Возможно, траур по живому внуку так «давил» на сознание Августа, что он захотел еще раз убедиться в справедливости наложенного им наказания. Возможно также, его обуревали опасения по поводу законности составленного им завещания. Если бы он захотел пересмотреть свое решение относительно Агриппы и восстановить внука в правах, он бы просто внес в завещание некоторые поправки. Если же после его смерти Агриппа начал бы, опираясь на своих сторонников, добиваться признания своих прав через сенат, это привело бы к признанию завещания недействительным. И что бы тогда помешало клану Юлиев провести Агриппу к власти? Август не хотел оставлять государство внуку, это очевидно. Даже если он не сомневался в его «нормальности», он не доверял ни его молодости, ни его неопытности. В то же самое время он вполне мог сожалеть, что так круто обошелся с юношей, родным не по бумагам, а по крови.
Описанный шквал мыслей и чувств, бушевавший в голове и сердце Августа, с нашей стороны есть чистейшей воды домысел, допущенный с единственной целью — объяснить его поездку на Планасию. Итак, допустим, что за несколько месяцев до смерти Август испытал жгучее желание повидаться с внуком. Когда он мог осуществить эту затею?
Календарь его передвижений в последние месяцы жизни достаточно хорошо известен, так что можно попробовать поискать ответ на этот вопрос. В апреле или мае Август вместе с Тиберием в качестве цензоров совершили на Марсовом поле пятилетнее жертвоприношение. Август уже собирался произнести слова ритуальной клятвы, венчающей церемонию, когда в небе прямо над ним появился орел. Сделав над головой принцепса круг, орел устремился к соседнему храму и уселся на первую букву имени Агриппы, который когда-то и построил храм. Увидев это, Август отказался произносить клятву, исполнить которую, как он заявил, уже не успеет, и попросил Тиберия сделать это за него. Ему не понадобилось много времени, чтобы понять смысл предзнаменования. С буквы «А» начиналось не только имя Агриппы, но и его собственное имя, значит, догадался он, очень скоро он встретится со своим умершим зятем, если, конечно, его заслуги не вознесут его гораздо выше тех мест, где пребывает душа Агриппы.

__Задания__
**a)** Куда полетел орел в тексте об Августе после того, как сделал круг над головой принцепса?
**b)** Пожалуйста, продолжите текст об Августе после его последнего предложения.
Записи взяты из другого источника.

__Показанные записи__
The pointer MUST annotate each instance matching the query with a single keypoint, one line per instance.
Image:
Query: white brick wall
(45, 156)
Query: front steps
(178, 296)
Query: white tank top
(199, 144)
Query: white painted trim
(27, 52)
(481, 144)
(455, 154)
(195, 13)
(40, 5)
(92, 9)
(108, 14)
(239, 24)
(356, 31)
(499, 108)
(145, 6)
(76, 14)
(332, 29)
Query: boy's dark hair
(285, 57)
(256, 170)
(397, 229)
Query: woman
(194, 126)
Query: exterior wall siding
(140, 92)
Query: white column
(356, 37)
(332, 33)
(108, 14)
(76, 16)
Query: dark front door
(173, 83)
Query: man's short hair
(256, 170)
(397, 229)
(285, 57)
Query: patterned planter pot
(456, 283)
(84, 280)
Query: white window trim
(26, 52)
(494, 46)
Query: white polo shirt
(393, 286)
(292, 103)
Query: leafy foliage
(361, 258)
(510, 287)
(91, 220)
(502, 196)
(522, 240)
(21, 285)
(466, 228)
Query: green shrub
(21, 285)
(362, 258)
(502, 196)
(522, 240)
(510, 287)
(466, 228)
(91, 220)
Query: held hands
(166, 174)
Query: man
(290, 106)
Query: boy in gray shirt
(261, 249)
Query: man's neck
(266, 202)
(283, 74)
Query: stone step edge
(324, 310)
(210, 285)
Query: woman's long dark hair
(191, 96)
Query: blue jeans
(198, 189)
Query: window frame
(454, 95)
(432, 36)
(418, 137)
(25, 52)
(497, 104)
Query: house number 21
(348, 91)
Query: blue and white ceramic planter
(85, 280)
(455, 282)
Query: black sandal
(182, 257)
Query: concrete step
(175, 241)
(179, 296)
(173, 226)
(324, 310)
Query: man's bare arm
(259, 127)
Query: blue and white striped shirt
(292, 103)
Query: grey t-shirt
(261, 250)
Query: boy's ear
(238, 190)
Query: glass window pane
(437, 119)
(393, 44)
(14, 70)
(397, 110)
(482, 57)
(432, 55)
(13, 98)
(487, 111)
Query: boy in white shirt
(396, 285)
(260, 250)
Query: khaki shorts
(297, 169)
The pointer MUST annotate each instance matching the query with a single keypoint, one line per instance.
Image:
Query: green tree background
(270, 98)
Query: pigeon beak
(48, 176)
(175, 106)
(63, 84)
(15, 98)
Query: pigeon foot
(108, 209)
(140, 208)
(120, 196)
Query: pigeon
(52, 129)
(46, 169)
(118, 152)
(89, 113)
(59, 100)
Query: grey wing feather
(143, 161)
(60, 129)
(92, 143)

__Результаты выполнения__
**a)** Орел устремился к соседнему храму и уселся на первую букву имени Агриппы.

**b)**
В результате пятилетнюю клятву принес Тиберий. Торжественная процессия, сопровождавшая жертвенных животных — свинью, овцу и быка — обошла кругом толпу народа, собравшегося для пересчета и очищения. Круг, символизировавший век Августа, замкнулся. Животных принесли в жертву богу Марсу — в знак согласия между людьми и богами и в надежде на благополучное будущее. Августу в этом будущем места уже не оставалось.
Каким бы проницательным ни проявил себя Август, с легкостью расшифровав послание небес, полученное им пророчество не отличалось большой точностью. Он лишь убедился, что умрет в течение ближайших пяти лет. Но тут случилось еще одно событие. «Около того же времени», как пишет Светоний, «от удара молнии расплавилась первая буква имени Caesar под статуей» (XCVII). Прорицатели объяснили ему, что он проживет еще не больше 100 дней, ибо буква С по-латински обозначает сотню, а после смерти будет причислен к богам, ибо на этрусском языке слово «aesar» означает «бог». Светоний пересказывает этот эпизод как нечто хорошо известное всем и каждому. В своей привычной манере он опускает детали, в которых его читатель-современник действительно не нуждался, и нам остается лишь гадать, почему древним римлянам предзнаменование казалось заслуживающим доверия. Из пересказа Светония не ясно, ни когда именно в статую ударила молния, ни в какую именно статую она ударила. Из общего контекста вытекает, что Август в это время находился в Риме, и если автор не счел нужным уточнить, о какой именно статуе идет речь, как будто на всем свете существовала одна-единственная статуя Августа, можно предположить, что он имел в виду особенно почитаемую статую, вероятно, установленную на Форуме. Что касается даты, то ее вычислить легко. Август умер 19 августа, отнимем от этой даты ровно сто дней и получим дату 11 мая. Ошибки быть не может: если бы предсказание не исполнилось с точностью до дня, никто не стал бы выдумывать такую красивую легенду.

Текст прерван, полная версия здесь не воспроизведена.